▸ REQUIRED TASK A
In the pointing dataset rows, rewrite every line from the one containing "Annotate the stamen" through the end of the rows, inclusive. Increase each coordinate in the answers by 102, and leave the pictures out of your answer.

The Reporting Person acquired, and has held, all of its Common Shares for investment purposes. The Reporting Person does not have any current intention to purchase any additional Common Shares. However, depending on market conditions and other factors, the Reporting Person may hold or sell, pursuant to the registration of the Common Shares contemplated by the Letter Agreement described in Item 6 or otherwise, any or all of its Common Shares, or purchase additional Common Shares, all on such terms and at such times as the Reporting Person considers desirable.


CUSIP NO. 843611 10 4   Page 4 of 16

 

Except as set forth above, the Reporting Person has no plans or proposals which relate to or would result in any of the transactions described in subparagraphs (a) through (j) of Item 4 of Schedule 13D.

 

Item 5. Interest in Securities of the Issuer.

 

(a) For the purpose of Rule 13d-3 promulgated under the Securities Exchange Act of 1934, as amended (the “Exchange Act”), Cerro currently beneficially owns 11,378,088 shares of Class A Common Stock, representing approximately 17.3% of the outstanding Class A Common Stock of the Issuer and approximately 14.2% of the outstanding Common Shares of the Issuer. Class A Common Stock is convertible on a one-for-one basis to Common Stock at the option of the holder or automatically upon the sale or transfer of the Class A Common Stock to a non-affiliate of a Founding Stockholder. The Common Stock and the Class A Common Stock may be deemed to constitute a single class of equity securities for purposes of Regulation 13D under the Exchange Act.

 

(b) Except as set forth herein, neither the Reporting Person nor, to the best of its knowledge, any other individuals named in Appendix A hereto, beneficially owns any Common Shares.

 

(c) The Reporting Person has sole power to vote and to dispose of 11,378,088 shares of Class A Common Stock. Except with respect to the election of directors or as required by law, the Common Stock and Class A Common stock vote together as a single class. Each share of Common Stock has one vote per share and each share of Class A Common Stock has five votes per share on all matters submitted to a vote of stockholders, voting as one class.

 

(d) None, except as described in Items 3 and 4 above.

 

(e) Not applicable.

 

Item 6. Contracts, Arrangements, Understandings or Relationships with Respect to Securities of the Issuer.

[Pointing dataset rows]
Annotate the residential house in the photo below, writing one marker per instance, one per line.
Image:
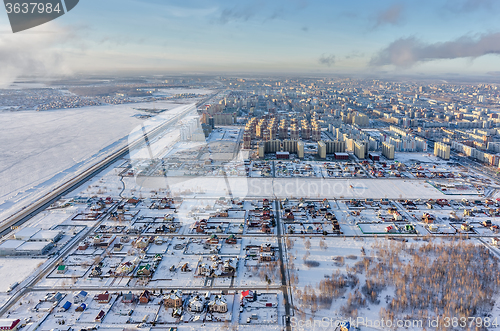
(218, 305)
(145, 297)
(196, 305)
(103, 297)
(128, 297)
(173, 299)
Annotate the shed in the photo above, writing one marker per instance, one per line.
(66, 305)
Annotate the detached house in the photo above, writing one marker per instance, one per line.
(173, 299)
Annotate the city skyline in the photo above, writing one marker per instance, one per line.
(362, 37)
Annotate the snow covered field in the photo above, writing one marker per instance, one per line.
(40, 149)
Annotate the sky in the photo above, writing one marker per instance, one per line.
(415, 37)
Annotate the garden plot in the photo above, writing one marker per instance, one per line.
(177, 271)
(201, 247)
(379, 228)
(93, 309)
(262, 311)
(158, 249)
(151, 309)
(71, 271)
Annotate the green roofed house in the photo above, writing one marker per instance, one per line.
(144, 270)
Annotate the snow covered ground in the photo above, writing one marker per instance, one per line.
(41, 149)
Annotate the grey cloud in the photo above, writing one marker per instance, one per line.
(234, 14)
(327, 60)
(260, 10)
(466, 6)
(391, 15)
(34, 52)
(406, 52)
(355, 54)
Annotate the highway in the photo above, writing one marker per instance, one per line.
(28, 212)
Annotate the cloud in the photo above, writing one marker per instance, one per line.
(234, 14)
(34, 52)
(406, 52)
(390, 16)
(258, 10)
(466, 6)
(327, 60)
(354, 55)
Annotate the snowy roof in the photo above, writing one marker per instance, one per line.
(46, 235)
(11, 244)
(26, 233)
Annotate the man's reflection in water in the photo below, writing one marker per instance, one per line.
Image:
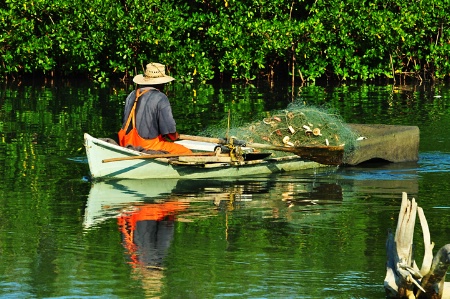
(147, 233)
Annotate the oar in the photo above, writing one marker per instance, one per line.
(156, 156)
(327, 155)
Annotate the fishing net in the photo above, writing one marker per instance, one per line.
(297, 125)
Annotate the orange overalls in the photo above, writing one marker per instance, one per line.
(157, 144)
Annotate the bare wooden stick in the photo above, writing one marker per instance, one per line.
(428, 254)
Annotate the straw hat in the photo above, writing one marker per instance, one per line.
(155, 74)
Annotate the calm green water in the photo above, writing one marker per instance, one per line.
(313, 234)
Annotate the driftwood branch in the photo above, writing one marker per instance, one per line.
(403, 277)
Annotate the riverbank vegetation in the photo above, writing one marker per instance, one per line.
(227, 39)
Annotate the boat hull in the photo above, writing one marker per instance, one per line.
(98, 150)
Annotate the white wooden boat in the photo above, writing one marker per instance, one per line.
(123, 164)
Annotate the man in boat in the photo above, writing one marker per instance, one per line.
(148, 121)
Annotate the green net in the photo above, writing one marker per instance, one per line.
(297, 125)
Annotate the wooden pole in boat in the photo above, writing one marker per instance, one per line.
(147, 156)
(327, 155)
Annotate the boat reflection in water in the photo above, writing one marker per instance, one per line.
(146, 211)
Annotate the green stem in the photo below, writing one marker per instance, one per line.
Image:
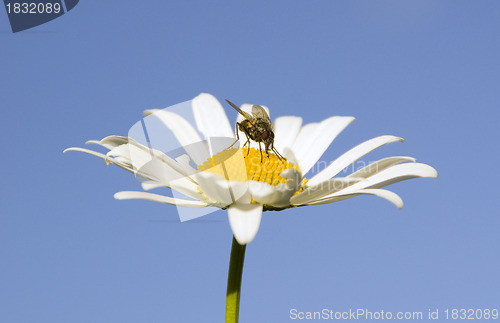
(234, 282)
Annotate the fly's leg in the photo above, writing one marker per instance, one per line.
(237, 134)
(278, 154)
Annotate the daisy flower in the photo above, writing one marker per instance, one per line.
(209, 171)
(242, 181)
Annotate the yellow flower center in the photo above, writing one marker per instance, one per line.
(246, 164)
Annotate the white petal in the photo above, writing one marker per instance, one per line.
(245, 221)
(350, 157)
(286, 130)
(183, 131)
(388, 195)
(324, 188)
(126, 195)
(396, 174)
(111, 142)
(380, 165)
(211, 119)
(312, 142)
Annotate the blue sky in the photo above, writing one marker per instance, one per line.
(428, 71)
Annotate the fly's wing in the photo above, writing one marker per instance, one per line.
(260, 112)
(243, 113)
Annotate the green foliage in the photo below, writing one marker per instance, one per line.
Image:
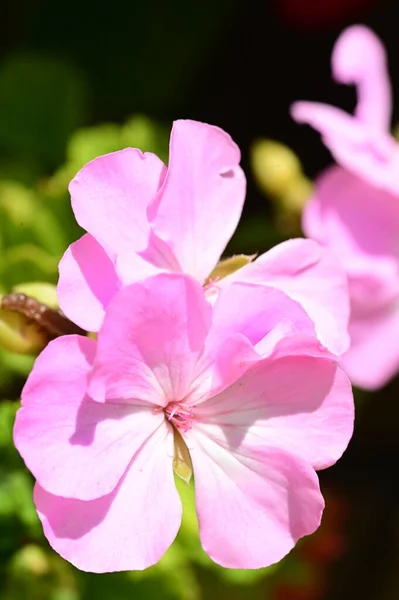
(42, 145)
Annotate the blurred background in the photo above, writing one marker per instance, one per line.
(86, 78)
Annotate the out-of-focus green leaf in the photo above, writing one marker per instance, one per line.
(42, 101)
(88, 143)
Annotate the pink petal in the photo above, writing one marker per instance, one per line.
(201, 199)
(302, 404)
(373, 358)
(131, 528)
(359, 58)
(73, 446)
(87, 283)
(153, 335)
(368, 153)
(111, 195)
(254, 310)
(252, 507)
(360, 225)
(310, 275)
(248, 321)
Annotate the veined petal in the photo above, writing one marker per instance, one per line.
(87, 283)
(151, 340)
(252, 309)
(200, 202)
(302, 404)
(247, 322)
(73, 446)
(253, 507)
(129, 529)
(313, 277)
(110, 197)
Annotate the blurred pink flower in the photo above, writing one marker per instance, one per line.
(245, 383)
(144, 218)
(355, 208)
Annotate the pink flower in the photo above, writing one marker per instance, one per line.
(144, 218)
(355, 208)
(245, 383)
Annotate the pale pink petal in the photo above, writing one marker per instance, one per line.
(373, 358)
(367, 152)
(156, 258)
(360, 225)
(72, 445)
(359, 58)
(312, 276)
(129, 529)
(302, 404)
(111, 195)
(151, 340)
(200, 202)
(247, 322)
(252, 507)
(87, 283)
(253, 309)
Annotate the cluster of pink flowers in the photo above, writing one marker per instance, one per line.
(239, 380)
(355, 208)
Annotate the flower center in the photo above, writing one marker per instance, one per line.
(179, 415)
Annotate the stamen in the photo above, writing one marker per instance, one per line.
(179, 415)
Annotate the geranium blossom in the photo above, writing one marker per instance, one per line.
(355, 207)
(245, 383)
(143, 218)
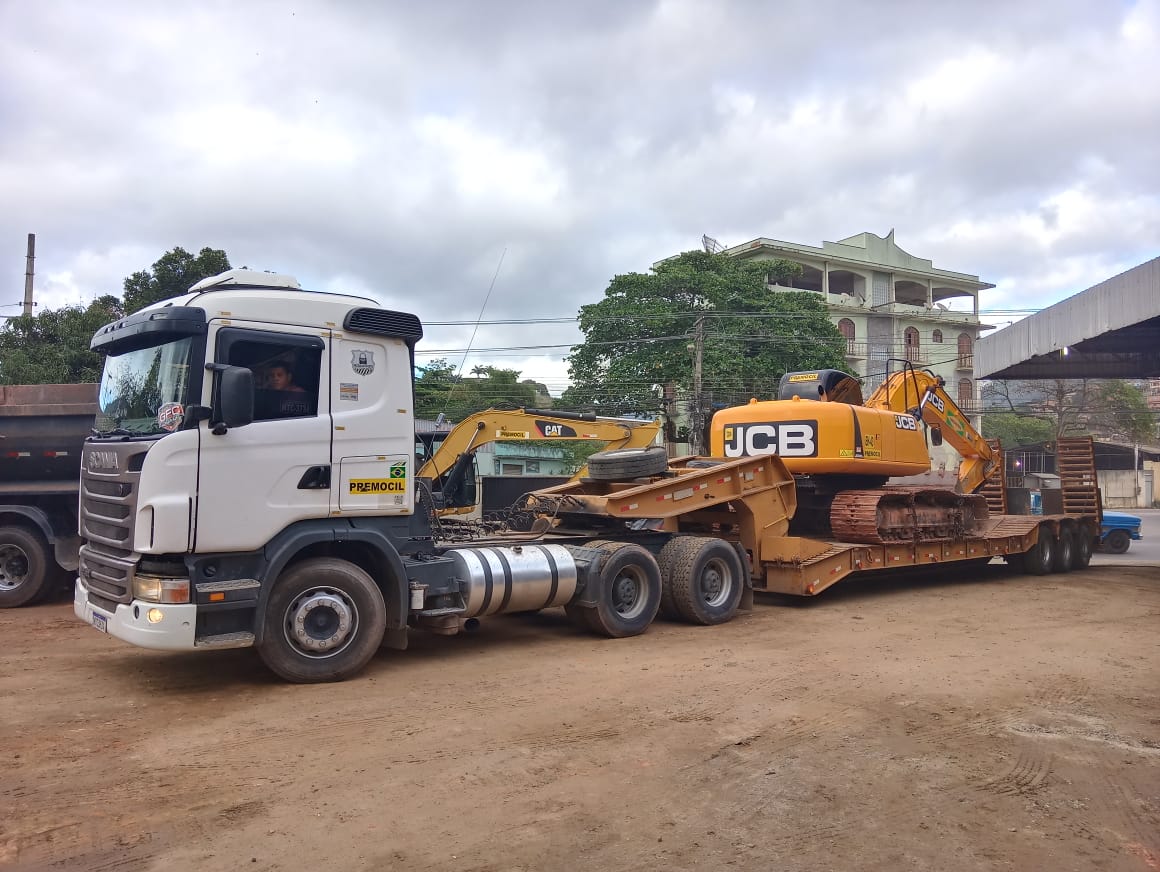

▸ REQUIRED TASK B
Continue the Schedule 13D filing text from the point where it stops.

▸ FINAL ANSWER A
Annotate the stamen in the photo above, writing one marker per instance, one per line.
(281, 517)
Annotate the geranium blossom in the photo above, writing one marker per instance, one per line.
(457, 309)
(347, 485)
(245, 320)

▸ FINAL ANSWER B
 

Agreement Among Stockholders. Each of the Founding Stockholders, Southern Peru Limited and the Issuer has entered into the Agreement Among Certain Stockholders of Southern Peru Copper Corporation dated as of January 2, 1996 (the “Original Agreement Among Stockholders”) and the First Amendment to the Agreement Among Certain Stockholders of Southern Peru Copper Corporation dated as of June 11, 2001 (the “First Amendment” and together with the Original Agreement Among Stockholders, the “Agreement Among Stockholders”). Pursuant to the Agreement Among Stockholders each Founding Stockholder has the right to nominate that number of 12 directors of the Issuer which is in proportion to the percentage of Class A Common Stock owned by such Founding Stockholder (or its affiliates) out of the aggregate Class A Common Stock then owned by all holders of Class A Common Stock (without any minimum required number of shares). The foregoing is qualified in its entirety by reference to the Original Agreement Among Stockholders which is filed as Exhibit 1 hereto and incorporated herein by reference and the First Amendment which is filed as Exhibit 2 hereto and incorporated herein by reference.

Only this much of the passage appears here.